PROBLEMS TO SOLVE:
A. From the essay on four coaches, set down word for word the part that begins at the words "Mike Wech –" and stops after "his crowning achievement.".
B. Answer these from the essay on four coaches:
(i) In what year did the writer lose Coach Michael Wech?
(ii) What school did the writer attend in the 1990s, and where was it?
(iii) Which two coaches did the writer train with in the suburbs?
C. Translate this sentence from the essay on four coaches into Spanish: "It was a choice that could have threatened his own pride, but he chose my success over his own ego."

(SELECTED PASSAGE Opens)

The Four Coaches: How a leader can change everything
This is dedicated to Coach Michael Wech, whom we lost in 2022. He was the start of the path I took in life more than 30 years ago and I owe a core belief that I hold - that I am capable and worthy - to him.
After stepping off the stage at a recent event, a person approached me, curious but serious, and asked, “What’s the single most important factor for success in any field?” That question hung heavy in the air. Saturday night, under dim lighting, with conversations buzzing around us—my mind raced back through three decades of training rooms, classrooms, boardrooms, and breakthroughs.
I’ve spent years competing and succeeding in some of the world’s most intense sport and business environments. Through those years, I’ve learned there are countless intrinsic factors driving success: mindset, skill, resilience, decision-making. These are crucial and personal, yet one external factor rises above them all. And after years of reflecting on my journey, it’s clear to me that it’s not a skill or a lucky break or even one’s own relentless drive.
If there’s one thing that defines success, it’s finding the right coach. The right mentor—someone who believes in you, who sets high standards, and who has a relentless commitment to pushing you to be your best—can change everything. I want to briefly share the stories of four of them, not as a highlight reel of my life, but as the single most important thread that holds it all together. Likely, I’ll dive deeper in the future on each one of these incredible human beings - but for now, I want to share what I’ve learned and how they’ve shaped me as a person.
Mike Wech – Humility
It was the 1990’s at City Honors School, a public school in Buffalo, NY. I was just a kid with a passion for sports, but there was a hunger in me to achieve something real. Coach Wech was my gym teacher and track coach. He easily could have claimed me as “his athlete.” By 1994, my junior year, I’d broken nearly every track record at the school; I could’ve been his crowning achievement.
Instead, Coach Wech did something that would define his humility—and set me on the path to greatness. He recognized his limitations and encouraged me, sometimes even pushed me, to seek out the best training available in our area. Every day, he allowed me to leave practice early, to drive thirty minutes to the suburbs and work with other coaches, Jim Garnham and Pat Wyatt, who he understood could help me reach my full potential. It was a choice that could have threatened his own pride, but he chose my success over his own ego. I’ll never forget that humility, a trait I try to carry with me to this day.

(SELECTED PASSAGE Closes)
(MATERIAL SUPPLIED Opens)

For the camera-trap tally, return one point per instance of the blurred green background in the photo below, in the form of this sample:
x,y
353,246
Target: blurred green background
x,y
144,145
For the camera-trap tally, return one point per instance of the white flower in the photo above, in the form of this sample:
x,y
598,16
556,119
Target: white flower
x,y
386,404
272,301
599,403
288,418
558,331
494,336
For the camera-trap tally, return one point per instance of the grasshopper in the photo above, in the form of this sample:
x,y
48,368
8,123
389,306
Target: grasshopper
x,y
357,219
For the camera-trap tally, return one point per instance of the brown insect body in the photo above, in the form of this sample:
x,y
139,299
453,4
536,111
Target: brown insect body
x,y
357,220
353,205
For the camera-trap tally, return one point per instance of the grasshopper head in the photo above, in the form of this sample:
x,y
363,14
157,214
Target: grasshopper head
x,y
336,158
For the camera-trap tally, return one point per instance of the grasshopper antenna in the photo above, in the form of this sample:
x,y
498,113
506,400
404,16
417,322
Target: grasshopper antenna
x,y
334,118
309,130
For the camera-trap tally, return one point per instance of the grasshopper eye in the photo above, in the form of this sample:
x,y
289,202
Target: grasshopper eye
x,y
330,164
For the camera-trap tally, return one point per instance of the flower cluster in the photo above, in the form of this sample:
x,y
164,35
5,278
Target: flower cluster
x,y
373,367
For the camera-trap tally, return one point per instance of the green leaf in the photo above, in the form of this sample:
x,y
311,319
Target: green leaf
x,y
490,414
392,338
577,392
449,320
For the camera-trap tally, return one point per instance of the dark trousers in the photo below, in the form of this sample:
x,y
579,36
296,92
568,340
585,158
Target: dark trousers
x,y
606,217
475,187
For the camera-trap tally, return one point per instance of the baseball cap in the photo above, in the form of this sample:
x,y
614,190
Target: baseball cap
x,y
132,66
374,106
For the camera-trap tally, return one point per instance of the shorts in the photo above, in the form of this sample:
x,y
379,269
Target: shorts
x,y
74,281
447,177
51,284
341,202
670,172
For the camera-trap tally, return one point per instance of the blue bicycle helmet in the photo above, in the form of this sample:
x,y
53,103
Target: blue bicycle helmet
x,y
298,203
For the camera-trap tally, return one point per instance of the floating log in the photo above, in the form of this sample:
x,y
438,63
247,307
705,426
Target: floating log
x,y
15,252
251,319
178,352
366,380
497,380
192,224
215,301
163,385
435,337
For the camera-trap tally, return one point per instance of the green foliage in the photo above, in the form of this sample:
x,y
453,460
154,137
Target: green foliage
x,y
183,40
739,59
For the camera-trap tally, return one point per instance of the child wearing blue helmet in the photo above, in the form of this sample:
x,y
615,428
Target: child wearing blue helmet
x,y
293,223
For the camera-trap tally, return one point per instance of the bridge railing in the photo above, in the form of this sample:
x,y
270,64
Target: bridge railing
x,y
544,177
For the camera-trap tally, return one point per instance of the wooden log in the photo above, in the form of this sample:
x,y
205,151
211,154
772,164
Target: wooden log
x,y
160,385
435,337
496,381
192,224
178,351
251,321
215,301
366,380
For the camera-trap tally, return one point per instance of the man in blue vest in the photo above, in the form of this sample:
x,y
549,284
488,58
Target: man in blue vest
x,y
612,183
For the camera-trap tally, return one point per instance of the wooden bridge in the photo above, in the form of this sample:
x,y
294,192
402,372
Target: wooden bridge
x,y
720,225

(MATERIAL SUPPLIED Closes)

LIST OF ANSWERS:
A.
Mike Wech – Humility
It was the 1990’s at City Honors School, a public school in Buffalo, NY. I was just a kid with a passion for sports, but there was a hunger in me to achieve something real. Coach Wech was my gym teacher and track coach. He easily could have claimed me as “his athlete.” By 1994, my junior year, I’d broken nearly every track record at the school; I could’ve been his crowning achievement.

B.
(i) 2022
(ii) City Honors School, a public school in Buffalo, NY
(iii) Jim Garnham and Pat Wyatt

C. Fue una decisión que podría haber amenazado su propio orgullo, pero él eligió mi éxito por encima de su propio ego.